→ Compito richiesto 1
Rispondi a queste domande sull'intervista a Davide Mandelli:
(a) In quale anno è nato Davide Mandelli?
(b) Per quanti campionati è rimasto al Chievo?
(c) In quale società ha cominciato a giocare a calcio?
→ Compito richiesto 2
Prosegui l'intervista a Davide Mandelli, cominciando subito dopo l'ultima domanda riportata.

→ Testo da leggere
Ha realizzato il sogno di ogni bambino. È partito dalla squadra del suo paese, arrivando in Serie A e restandoci per sette stagioni, mica una soltanto. Classe 1977, difensore centrale, ottimo colpitore di testa e una buona propensione al gol: sono 16 infatti, quelli messi a segno nel corso della sua carriera di cui 8 nella massima serie. Ha vestito anche la maglia granata del Torino, ma la sua seconda casa è stata il Chievo e la città di Verona, dove è rimasto per 8 campionati. Ora vuole diventare un allenatore, sta studiando per questo e intanto è stato in diverse occasioni il vice di Michele Marcolini. Sperando di non eccedere nell’enfasi, un motivo di orgoglio per la città di Brugherio. Lui è Davide Mandelli.
Come ti sei avvicinato al calcio?
Ho cominciato nei primi calci dell’AC Brugherio, società che oggi non c’è più. Lì sono rimasto fino alla categoria esordienti, poi sono passato al Monza, dove ha fatto tutta la trafila che mi ha portato alla prima squadra, dove però non ho mai esordito. Solo qualche panchina, senza mai entrare.
Hai giocato sempre in difesa?

→ Righe fornite
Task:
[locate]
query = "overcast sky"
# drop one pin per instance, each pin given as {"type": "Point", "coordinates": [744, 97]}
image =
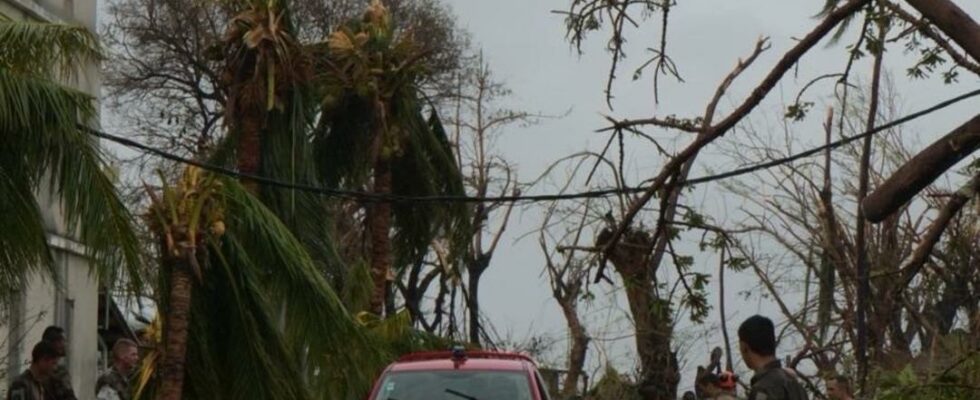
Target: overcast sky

→ Risposta all'esercizio 1
(a) Davide Mandelli è nato nel 1977.
(b) Al Chievo è rimasto per 8 campionati.
(c) Ha cominciato a giocare nei primi calci dell'AC Brugherio.

→ Risposta all'esercizio 2
No, fino agli allievi ero stato un centrocampista, poi fortunatamente ho trovato un allenatore che mi ha cambiato di ruolo! È una battuta, comunque si sa, da ragazzi il ruolo non è ben definito, si sperimenta.
Dopo il Monza, giochi a Biella e a Varese
A Biella sono rimasto 2 anni, ottenendo una promozione in serie C2, poi passai al Varese in C1. In quegli anni svolsi anche il servizio di leva.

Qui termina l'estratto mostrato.